[Detection annotation records]
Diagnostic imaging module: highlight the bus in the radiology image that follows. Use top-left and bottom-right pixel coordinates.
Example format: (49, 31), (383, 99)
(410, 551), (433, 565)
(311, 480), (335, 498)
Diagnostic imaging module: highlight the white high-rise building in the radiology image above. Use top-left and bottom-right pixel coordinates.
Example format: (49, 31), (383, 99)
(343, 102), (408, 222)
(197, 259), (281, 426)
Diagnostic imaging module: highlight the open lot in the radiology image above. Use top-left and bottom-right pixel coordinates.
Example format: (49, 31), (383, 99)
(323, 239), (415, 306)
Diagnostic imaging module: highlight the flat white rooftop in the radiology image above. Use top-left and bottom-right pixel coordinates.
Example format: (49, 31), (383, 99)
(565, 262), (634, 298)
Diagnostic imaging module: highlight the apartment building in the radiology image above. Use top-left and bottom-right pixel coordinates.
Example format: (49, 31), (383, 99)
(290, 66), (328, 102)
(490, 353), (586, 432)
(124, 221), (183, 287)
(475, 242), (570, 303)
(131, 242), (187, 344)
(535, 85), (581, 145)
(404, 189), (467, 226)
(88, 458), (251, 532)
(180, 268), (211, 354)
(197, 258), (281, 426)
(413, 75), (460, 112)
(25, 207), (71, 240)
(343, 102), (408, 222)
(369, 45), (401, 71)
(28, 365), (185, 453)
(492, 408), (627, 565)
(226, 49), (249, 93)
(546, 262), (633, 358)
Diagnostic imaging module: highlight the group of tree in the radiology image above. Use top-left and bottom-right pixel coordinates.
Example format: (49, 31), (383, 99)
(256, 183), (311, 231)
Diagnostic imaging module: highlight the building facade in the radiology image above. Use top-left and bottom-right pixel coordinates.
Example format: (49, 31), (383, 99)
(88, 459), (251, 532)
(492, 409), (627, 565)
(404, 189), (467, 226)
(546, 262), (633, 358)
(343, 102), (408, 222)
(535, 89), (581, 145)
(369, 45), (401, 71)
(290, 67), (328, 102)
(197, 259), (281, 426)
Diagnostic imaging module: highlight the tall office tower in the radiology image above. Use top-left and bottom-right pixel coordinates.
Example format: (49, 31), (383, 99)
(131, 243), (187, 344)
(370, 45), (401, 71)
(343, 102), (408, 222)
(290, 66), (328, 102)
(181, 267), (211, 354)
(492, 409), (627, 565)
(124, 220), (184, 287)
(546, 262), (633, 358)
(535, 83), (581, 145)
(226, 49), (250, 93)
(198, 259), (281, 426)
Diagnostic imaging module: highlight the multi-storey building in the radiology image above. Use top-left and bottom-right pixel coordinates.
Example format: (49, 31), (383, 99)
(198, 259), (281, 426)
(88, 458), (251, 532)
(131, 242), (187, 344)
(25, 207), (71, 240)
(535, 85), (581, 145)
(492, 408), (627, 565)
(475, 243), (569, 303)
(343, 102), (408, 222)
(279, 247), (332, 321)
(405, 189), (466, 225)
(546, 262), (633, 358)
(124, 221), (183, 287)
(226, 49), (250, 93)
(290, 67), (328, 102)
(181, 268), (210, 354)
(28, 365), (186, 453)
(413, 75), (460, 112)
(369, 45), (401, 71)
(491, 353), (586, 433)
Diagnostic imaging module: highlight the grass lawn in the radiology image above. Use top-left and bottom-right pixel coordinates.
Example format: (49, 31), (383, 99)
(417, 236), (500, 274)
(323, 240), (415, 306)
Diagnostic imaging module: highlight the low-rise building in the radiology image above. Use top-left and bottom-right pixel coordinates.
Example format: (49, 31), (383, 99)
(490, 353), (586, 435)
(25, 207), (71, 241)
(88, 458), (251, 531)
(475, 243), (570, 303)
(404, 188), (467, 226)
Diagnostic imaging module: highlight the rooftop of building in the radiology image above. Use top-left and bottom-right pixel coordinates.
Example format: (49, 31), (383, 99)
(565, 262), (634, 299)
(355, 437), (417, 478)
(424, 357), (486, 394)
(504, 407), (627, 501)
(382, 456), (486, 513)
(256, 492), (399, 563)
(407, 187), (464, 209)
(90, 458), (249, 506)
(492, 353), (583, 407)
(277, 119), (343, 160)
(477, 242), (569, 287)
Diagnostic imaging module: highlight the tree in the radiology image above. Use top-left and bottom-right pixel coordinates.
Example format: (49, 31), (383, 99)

[Given exercise]
Output every row above as a numbered list, leaving out any blank lines.

[Output of the task]
1. Diagnostic imaging module: highlight the bus in the radiology image that follows. Use top-left and bottom-right pixel coordinates.
2. Example format: (49, 31), (383, 99)
3. (410, 551), (433, 565)
4. (311, 480), (335, 498)
5. Diagnostic imaging module: highlight the white high-rise building in the radiology image above. Use top-left and bottom-right pixel coordinates.
6. Example format: (49, 31), (383, 99)
7. (343, 102), (408, 222)
8. (197, 259), (281, 426)
9. Diagnostic imaging module: highlight the open lot in the radiology image above. Use top-left and bottom-right pixel coordinates.
10. Example format: (49, 31), (383, 99)
11. (323, 239), (415, 306)
12. Diagnostic imaging module: highlight the flat white rooftop in the radiology image above. Use top-left and bottom-right pixel coordinates.
13. Example format: (49, 31), (383, 99)
14. (565, 262), (634, 298)
15. Diagnostic imaging module: highlight the apartment building in the radiology image above. Use top-left and bottom-right pixel coordinates.
16. Example format: (49, 31), (383, 99)
17. (290, 66), (328, 102)
18. (490, 353), (586, 432)
19. (124, 221), (183, 287)
20. (475, 242), (570, 303)
21. (131, 242), (187, 344)
22. (535, 85), (581, 145)
23. (404, 189), (467, 226)
24. (88, 458), (251, 532)
25. (180, 268), (211, 354)
26. (197, 258), (281, 426)
27. (413, 75), (460, 112)
28. (25, 207), (71, 240)
29. (343, 102), (408, 222)
30. (369, 45), (401, 71)
31. (28, 365), (185, 453)
32. (492, 408), (627, 565)
33. (226, 49), (249, 93)
34. (546, 262), (633, 358)
35. Diagnostic imaging module: highlight the group of tree in the radiology image above. Use top-left and bottom-right pixel coordinates.
36. Example format: (49, 31), (383, 99)
37. (256, 183), (311, 231)
38. Diagnostic imaging module: highlight the building facade in the radiology image above. Use top-left and bottom-right pixel coordinates.
39. Example format: (49, 31), (383, 99)
40. (88, 459), (251, 532)
41. (492, 409), (627, 565)
42. (404, 189), (467, 226)
43. (546, 262), (633, 358)
44. (343, 102), (408, 222)
45. (535, 89), (581, 145)
46. (369, 45), (401, 71)
47. (290, 67), (328, 102)
48. (197, 259), (281, 426)
49. Diagnostic imaging module: highlight the tall office tower in the radiology image above. Use top-left and bottom-right pixel coordinates.
50. Example format: (49, 31), (383, 99)
51. (131, 243), (187, 344)
52. (370, 45), (401, 71)
53. (343, 102), (408, 222)
54. (290, 66), (328, 102)
55. (181, 267), (211, 354)
56. (492, 409), (627, 565)
57. (124, 220), (184, 287)
58. (546, 262), (633, 358)
59. (535, 83), (581, 145)
60. (226, 49), (250, 93)
61. (198, 259), (281, 426)
62. Diagnostic imaging module: highlight the multi-storey building in the radiology image above. Use top-left and bottom-right pixel coordinates.
63. Example format: (49, 31), (383, 99)
64. (198, 259), (281, 426)
65. (88, 458), (251, 532)
66. (131, 242), (187, 344)
67. (25, 207), (71, 240)
68. (535, 85), (581, 145)
69. (492, 408), (627, 565)
70. (475, 243), (569, 303)
71. (343, 102), (408, 222)
72. (279, 247), (332, 321)
73. (405, 189), (466, 225)
74. (546, 262), (633, 358)
75. (124, 221), (183, 287)
76. (226, 49), (250, 93)
77. (290, 67), (328, 102)
78. (181, 268), (210, 354)
79. (28, 365), (186, 453)
80. (413, 75), (460, 112)
81. (369, 45), (401, 71)
82. (491, 353), (586, 433)
83. Diagnostic imaging module: highlight the grass lawn in the radiology image above. Use top-left and bottom-right pixel coordinates.
84. Example format: (49, 31), (383, 99)
85. (417, 236), (500, 274)
86. (323, 240), (415, 306)
87. Diagnostic imaging module: highlight the low-rise building in the radiology image above. Use top-left and bottom-right pixel coordinates.
88. Example format: (49, 31), (383, 99)
89. (490, 353), (586, 435)
90. (25, 207), (71, 241)
91. (88, 458), (251, 531)
92. (475, 243), (570, 303)
93. (404, 188), (467, 226)
94. Diagnostic imaging module: highlight the rooftop of building in the radiology image above. Use top-left and bottom-right pixel coordinates.
95. Example format: (49, 31), (383, 99)
96. (565, 262), (634, 299)
97. (355, 437), (417, 478)
98. (424, 357), (486, 394)
99. (504, 407), (627, 501)
100. (382, 456), (486, 513)
101. (256, 492), (399, 563)
102. (407, 187), (464, 209)
103. (90, 458), (249, 506)
104. (492, 353), (583, 407)
105. (277, 119), (343, 160)
106. (477, 242), (569, 287)
107. Diagnostic imaging module: highlight the tree in the radiology image above. Use top-left and bottom-right pixel coordinates.
108. Example format: (49, 31), (383, 99)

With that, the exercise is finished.